• KUTIPAN DOKUMEN:
------------------------------------------------------------
SELAMAT DATANG DI JENDELA CAKRAWALA ILMU, MEMBUKA WAWASAN BERFIKIR TANPA MELUPAKAN SIAPA YANG MENCIPTAKAN KITAwaspbook



Jumat, 23 Oktober 2009

PERHATIAN PARA 'ULAMA TERHADAP KETURUNAN RASULULLAH SAW

Dalam berbagai kitab umat Islam yang berkaitan dengan
ilmu fiqih dan ilmu hadits, diantaranya ditulis
hukum-hukum yang berkenaan dengan ahlu bait atau
keluarga nabi saw, baik yang berkaitan dengan masalah
zakat, pernikahan, wasiat dan lain sebagainya. Begitu
pula dalam buku sejarah Islam, banyak ditulis mengenai
prikehidupan ahlu bait, bahkan ulama-ulama yang
menulis buku tersebut berpesan dan memerintahkan
kepada kaum muslimin untuk menjaga kehormatan keluarga
Nabi saw dengan mencatat keturunan ahlu bait,
sebagaimana hal itu telah terjadi di zaman Rasulullah
saw dan para sahabatnya dengan menerima
keterangan-keterangan tentang keturunan bangsa Arab
dari para ahli nasab saat itu. Dalam kitab Irtiqau
al-Ghuruf Fi Mahabbah al-Qurba Dzawi al-Syaraf, Imam
Hafidz Syamsuddin al-Sakhawi berkata :

'Bahwa ilmu nasab adalah suatu pengetahuan khusus
dalam ilmu-ilmu atsar (hadits-hadits dan lainnya).
Kemudian ia berkata : Dan yang lebih khusus lagi, ilmu
itu mengandung pengetahuan tentang keturunan nabi
Muhammad saw dan siapa saja yang tersangkut atau
terikat nasabnya kepada beliau saw. Dengan pengetahuan
itu dapatlah dibedakan antara keturunan Abdi Manaf dan
keturunan Hasyim, keturunan Abdi Syam dan keturunan
Naufal, Quraisy dan Kinanah, Aus dan Kharzraj, antara
Arab dan yang bukan Arab (Ajam), antara yang berasal
dari budak dan yang bukan budak'.

Selanjutnya Imam Hafidz Syamsuddin al-Sakhawi berkata
:

'Dan daripada manfaatnya dalam urusan agama (syara')
------------------------------------------------------------
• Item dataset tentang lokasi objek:
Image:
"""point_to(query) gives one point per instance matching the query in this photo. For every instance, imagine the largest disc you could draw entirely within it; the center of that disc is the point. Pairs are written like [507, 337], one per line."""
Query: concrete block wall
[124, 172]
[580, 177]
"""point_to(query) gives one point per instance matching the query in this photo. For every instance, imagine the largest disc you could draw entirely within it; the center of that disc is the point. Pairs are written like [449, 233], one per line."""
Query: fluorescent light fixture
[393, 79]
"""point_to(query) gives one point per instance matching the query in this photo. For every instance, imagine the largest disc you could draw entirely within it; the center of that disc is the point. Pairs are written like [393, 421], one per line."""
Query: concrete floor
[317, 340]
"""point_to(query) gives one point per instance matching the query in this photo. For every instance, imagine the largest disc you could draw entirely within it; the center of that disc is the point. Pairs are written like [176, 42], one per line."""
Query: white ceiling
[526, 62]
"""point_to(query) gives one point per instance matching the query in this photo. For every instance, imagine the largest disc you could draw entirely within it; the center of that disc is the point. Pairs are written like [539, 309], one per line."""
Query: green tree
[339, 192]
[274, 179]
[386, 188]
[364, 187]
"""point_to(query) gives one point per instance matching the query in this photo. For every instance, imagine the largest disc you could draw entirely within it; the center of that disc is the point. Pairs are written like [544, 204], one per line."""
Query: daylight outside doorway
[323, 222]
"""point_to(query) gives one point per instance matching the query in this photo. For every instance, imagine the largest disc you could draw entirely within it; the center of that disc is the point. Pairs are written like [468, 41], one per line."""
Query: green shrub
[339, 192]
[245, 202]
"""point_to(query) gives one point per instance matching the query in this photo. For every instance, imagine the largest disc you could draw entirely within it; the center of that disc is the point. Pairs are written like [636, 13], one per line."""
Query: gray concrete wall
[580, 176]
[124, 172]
------------------------------------------------------------
• PERMINTAAN:
Bisakah Anda menuliskan kembali bagian kutipan tentang ilmu nasab dari "Kemudian ia berkata" sampai "yang bukan budak'." dengan mengganti "pengetahuan" menjadi "wawasan"?

• HASIL TUGAS:
Kemudian ia berkata : Dan yang lebih khusus lagi, ilmu
itu mengandung wawasan tentang keturunan nabi
Muhammad saw dan siapa saja yang tersangkut atau
terikat nasabnya kepada beliau saw. Dengan wawasan
itu dapatlah dibedakan antara keturunan Abdi Manaf dan
keturunan Hasyim, keturunan Abdi Syam dan keturunan
Naufal, Quraisy dan Kinanah, Aus dan Kharzraj, antara
Arab dan yang bukan Arab (Ajam), antara yang berasal
dari budak dan yang bukan budak'.